[源数据]

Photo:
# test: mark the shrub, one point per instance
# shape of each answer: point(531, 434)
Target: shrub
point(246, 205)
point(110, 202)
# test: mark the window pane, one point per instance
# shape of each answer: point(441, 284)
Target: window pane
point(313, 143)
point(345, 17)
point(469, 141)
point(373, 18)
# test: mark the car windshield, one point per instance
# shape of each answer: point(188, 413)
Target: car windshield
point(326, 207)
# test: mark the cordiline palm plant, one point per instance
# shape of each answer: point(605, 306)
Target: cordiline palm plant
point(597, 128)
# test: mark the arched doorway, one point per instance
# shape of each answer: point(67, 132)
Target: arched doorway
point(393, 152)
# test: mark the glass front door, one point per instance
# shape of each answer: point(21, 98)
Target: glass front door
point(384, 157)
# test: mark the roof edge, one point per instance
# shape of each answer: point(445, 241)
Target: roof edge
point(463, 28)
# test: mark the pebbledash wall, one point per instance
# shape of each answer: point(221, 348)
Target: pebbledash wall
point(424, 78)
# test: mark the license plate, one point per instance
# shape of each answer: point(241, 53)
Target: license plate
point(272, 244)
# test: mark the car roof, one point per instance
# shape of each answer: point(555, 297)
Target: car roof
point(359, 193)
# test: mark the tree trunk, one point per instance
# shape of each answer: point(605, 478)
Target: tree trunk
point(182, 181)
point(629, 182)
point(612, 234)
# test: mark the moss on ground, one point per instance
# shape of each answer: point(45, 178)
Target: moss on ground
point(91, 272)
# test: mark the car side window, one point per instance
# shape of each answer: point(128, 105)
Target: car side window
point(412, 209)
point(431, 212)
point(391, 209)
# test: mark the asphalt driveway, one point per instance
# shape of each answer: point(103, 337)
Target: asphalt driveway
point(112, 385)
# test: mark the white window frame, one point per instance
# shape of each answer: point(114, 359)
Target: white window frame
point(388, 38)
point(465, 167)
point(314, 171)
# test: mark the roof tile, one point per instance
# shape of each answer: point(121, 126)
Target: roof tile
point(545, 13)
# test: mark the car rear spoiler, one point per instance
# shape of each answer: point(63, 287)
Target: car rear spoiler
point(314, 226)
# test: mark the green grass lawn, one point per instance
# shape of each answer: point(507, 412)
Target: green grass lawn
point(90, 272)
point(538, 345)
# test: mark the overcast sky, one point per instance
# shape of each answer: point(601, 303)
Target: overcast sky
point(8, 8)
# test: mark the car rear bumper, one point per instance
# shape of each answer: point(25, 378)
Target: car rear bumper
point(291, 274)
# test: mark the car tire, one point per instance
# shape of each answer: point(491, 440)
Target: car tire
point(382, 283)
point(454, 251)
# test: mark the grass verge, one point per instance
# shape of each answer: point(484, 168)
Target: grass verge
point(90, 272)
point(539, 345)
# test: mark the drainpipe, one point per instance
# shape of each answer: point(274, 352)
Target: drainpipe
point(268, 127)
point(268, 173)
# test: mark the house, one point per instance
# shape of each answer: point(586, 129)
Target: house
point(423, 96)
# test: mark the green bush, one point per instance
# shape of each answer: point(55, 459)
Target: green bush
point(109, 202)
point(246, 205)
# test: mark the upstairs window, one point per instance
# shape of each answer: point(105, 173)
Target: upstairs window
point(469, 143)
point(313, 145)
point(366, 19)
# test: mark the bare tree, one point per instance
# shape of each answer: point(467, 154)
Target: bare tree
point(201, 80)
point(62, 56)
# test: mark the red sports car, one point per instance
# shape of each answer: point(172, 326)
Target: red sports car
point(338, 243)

» 目标
把记录中的若干行整理成Markdown表格，设“序号”和“记录行”两列，空行不列入。从包含“# test: mark the car windshield, one”的那一行开始，到包含“point(597, 128)”的那一行为止，两端都算在内。

» 回答
| 序号 | 记录行 |
|---|---|
| 1 | # test: mark the car windshield, one point per instance |
| 2 | # shape of each answer: point(188, 413) |
| 3 | Target: car windshield |
| 4 | point(326, 207) |
| 5 | # test: mark the cordiline palm plant, one point per instance |
| 6 | # shape of each answer: point(605, 306) |
| 7 | Target: cordiline palm plant |
| 8 | point(597, 128) |